▶ **Exercise description**
Update the part of the article on the Osaka trading halt that opens with "Trading of Nikkei" and closes with "said in October.", putting "news conference" in place of "press briefing".

▶ **Text shown**
Nikkei 225 Stock Average futures volume plunged more than 90 percent today as a software error forced a halt to Osaka trading of some derivatives, the first outage for Nasdaq OMX Group Inc. (NDAQ:US) technology installed in 2011.
Trading of Nikkei 225 options and futures in Japan resumed at 2:10 p.m. The failure began at 10:20 a.m. when a program processing index options stopped responding, Osaka Securities Exchange Co. Managing Director Yoshinori Karino said at a press briefing. The volume of March contracts traded plummeted to 5,718, about 7 percent of the 14-day moving average, according to data compiled by Bloomberg.
Osaka is the only venue in Japan where Nikkei 225 futures change hands. The trading system that failed today, known as J- Gate, uses technology from Nasdaq OMX. The Japan bourse, formed by the merger of Osaka Securities Exchange Co. and Tokyo Stock Exchange Group Inc., which suffered two trading-system halts last year, plans to adopt J-Gate for all derivative transactions by March 2014, it said in October.
“There’s nothing positive about the troubles we saw today for the stock market,” Hidehiro Tomioka, who helps oversee $1.3 billion in Japanese equities at Manulife Asset Management (Japan) Ltd. in Tokyo. “It’s going to breed distrust among global investors, who are keeping a close eye on Japanese stocks. Generally speaking, it’s easy for there to be problems during and after a merger. It’s important that they clarify what the problem was.”

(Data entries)
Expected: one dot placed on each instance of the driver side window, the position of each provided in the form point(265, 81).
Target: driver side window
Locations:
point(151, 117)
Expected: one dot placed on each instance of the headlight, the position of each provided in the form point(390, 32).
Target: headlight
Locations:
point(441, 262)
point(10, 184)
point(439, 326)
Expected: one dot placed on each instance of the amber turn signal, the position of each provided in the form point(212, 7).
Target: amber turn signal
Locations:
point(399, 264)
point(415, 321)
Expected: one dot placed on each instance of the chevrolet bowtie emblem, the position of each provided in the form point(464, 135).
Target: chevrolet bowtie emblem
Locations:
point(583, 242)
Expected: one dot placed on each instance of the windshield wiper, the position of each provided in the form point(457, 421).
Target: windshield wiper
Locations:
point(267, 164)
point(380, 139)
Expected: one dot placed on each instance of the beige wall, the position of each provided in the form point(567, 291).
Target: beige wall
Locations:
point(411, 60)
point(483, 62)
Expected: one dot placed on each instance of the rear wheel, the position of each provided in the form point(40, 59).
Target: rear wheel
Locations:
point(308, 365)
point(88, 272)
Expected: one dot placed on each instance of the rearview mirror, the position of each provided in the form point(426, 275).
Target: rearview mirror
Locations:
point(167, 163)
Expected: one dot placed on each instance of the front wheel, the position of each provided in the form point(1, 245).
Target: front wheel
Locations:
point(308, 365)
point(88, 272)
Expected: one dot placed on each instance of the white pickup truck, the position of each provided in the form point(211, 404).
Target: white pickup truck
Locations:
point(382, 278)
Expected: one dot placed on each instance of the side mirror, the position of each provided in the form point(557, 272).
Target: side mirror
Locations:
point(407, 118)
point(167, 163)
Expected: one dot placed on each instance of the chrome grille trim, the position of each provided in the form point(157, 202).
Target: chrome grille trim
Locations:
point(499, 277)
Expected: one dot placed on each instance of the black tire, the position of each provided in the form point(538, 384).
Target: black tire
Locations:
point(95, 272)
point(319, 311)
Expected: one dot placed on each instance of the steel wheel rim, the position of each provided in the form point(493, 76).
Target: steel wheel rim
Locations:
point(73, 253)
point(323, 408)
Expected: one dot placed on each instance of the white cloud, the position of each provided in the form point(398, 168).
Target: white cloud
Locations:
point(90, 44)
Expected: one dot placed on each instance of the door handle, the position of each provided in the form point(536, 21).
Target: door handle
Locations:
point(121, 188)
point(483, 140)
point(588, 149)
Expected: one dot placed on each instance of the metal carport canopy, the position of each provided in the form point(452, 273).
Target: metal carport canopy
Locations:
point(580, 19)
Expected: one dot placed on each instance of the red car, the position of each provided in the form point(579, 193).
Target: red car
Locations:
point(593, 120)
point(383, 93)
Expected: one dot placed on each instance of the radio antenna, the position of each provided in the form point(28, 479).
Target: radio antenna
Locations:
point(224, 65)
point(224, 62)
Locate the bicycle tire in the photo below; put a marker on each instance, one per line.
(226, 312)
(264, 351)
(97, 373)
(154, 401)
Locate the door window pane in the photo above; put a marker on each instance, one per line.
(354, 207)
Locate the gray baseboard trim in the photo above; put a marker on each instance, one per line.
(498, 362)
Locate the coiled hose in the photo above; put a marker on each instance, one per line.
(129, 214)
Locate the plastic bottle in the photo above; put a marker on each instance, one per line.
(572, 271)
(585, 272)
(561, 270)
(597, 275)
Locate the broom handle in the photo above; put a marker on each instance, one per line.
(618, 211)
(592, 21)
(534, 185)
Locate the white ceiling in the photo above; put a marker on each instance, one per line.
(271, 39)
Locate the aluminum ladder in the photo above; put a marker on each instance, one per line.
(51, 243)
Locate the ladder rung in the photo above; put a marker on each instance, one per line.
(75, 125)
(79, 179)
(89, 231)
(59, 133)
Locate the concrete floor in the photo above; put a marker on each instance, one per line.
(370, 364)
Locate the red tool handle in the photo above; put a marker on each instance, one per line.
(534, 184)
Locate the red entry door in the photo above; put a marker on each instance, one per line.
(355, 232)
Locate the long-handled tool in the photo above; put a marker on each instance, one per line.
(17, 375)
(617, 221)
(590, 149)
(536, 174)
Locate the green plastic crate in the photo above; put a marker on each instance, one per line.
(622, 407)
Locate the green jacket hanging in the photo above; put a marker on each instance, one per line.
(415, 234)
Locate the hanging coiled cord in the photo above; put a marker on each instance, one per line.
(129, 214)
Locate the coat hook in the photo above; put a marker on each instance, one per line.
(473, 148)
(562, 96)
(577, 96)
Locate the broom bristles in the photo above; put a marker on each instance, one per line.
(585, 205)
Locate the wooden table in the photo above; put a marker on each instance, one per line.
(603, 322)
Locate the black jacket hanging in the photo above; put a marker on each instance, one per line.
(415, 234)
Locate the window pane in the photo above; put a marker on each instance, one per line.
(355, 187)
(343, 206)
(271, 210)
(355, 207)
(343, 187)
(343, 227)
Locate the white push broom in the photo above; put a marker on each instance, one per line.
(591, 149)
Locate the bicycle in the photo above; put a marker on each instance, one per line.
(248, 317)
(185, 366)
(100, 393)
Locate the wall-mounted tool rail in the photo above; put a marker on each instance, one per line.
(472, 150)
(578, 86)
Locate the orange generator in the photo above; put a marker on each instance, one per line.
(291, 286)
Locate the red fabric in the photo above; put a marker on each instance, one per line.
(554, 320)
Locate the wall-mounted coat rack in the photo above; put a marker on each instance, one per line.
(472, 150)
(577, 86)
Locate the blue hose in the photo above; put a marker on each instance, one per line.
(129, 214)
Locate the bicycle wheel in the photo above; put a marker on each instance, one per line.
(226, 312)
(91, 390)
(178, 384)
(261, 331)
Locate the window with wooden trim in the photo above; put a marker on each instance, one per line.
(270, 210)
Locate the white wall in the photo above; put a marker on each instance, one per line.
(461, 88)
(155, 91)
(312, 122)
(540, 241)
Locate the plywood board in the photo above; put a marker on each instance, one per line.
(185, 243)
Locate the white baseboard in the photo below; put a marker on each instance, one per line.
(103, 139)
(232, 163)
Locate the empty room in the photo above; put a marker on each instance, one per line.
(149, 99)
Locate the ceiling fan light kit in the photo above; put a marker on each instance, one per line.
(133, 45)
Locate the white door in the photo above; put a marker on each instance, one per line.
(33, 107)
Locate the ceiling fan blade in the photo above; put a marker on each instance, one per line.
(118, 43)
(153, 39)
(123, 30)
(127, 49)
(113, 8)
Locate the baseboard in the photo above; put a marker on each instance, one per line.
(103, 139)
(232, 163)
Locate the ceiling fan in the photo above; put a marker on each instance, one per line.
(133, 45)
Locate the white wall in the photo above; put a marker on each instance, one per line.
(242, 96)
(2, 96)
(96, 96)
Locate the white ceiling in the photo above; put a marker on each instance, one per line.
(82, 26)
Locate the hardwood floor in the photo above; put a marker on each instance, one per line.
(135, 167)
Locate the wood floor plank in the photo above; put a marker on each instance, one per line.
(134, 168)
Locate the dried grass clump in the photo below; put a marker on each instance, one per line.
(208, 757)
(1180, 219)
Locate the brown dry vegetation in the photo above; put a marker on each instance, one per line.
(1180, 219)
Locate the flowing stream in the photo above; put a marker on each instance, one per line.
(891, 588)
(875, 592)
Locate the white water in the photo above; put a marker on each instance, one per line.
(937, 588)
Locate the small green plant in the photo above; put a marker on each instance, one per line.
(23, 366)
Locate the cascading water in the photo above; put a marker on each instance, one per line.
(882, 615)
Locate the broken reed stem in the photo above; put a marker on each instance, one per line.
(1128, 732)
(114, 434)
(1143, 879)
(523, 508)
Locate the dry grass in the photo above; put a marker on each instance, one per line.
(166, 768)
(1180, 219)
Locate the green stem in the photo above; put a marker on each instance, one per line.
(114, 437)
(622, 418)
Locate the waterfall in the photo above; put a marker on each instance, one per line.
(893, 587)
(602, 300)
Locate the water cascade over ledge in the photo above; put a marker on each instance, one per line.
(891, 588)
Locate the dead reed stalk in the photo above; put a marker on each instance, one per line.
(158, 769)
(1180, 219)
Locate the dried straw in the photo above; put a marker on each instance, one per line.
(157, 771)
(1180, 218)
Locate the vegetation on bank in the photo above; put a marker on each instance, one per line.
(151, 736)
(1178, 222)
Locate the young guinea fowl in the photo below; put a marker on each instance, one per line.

▶ **Written answer**
Trading of Nikkei 225 options and futures in Japan resumed at 2:10 p.m. The failure began at 10:20 a.m. when a program processing index options stopped responding, Osaka Securities Exchange Co. Managing Director Yoshinori Karino said at a news conference. The volume of March contracts traded plummeted to 5,718, about 7 percent of the 14-day moving average, according to data compiled by Bloomberg.
Osaka is the only venue in Japan where Nikkei 225 futures change hands. The trading system that failed today, known as J- Gate, uses technology from Nasdaq OMX. The Japan bourse, formed by the merger of Osaka Securities Exchange Co. and Tokyo Stock Exchange Group Inc., which suffered two trading-system halts last year, plans to adopt J-Gate for all derivative transactions by March 2014, it said in October.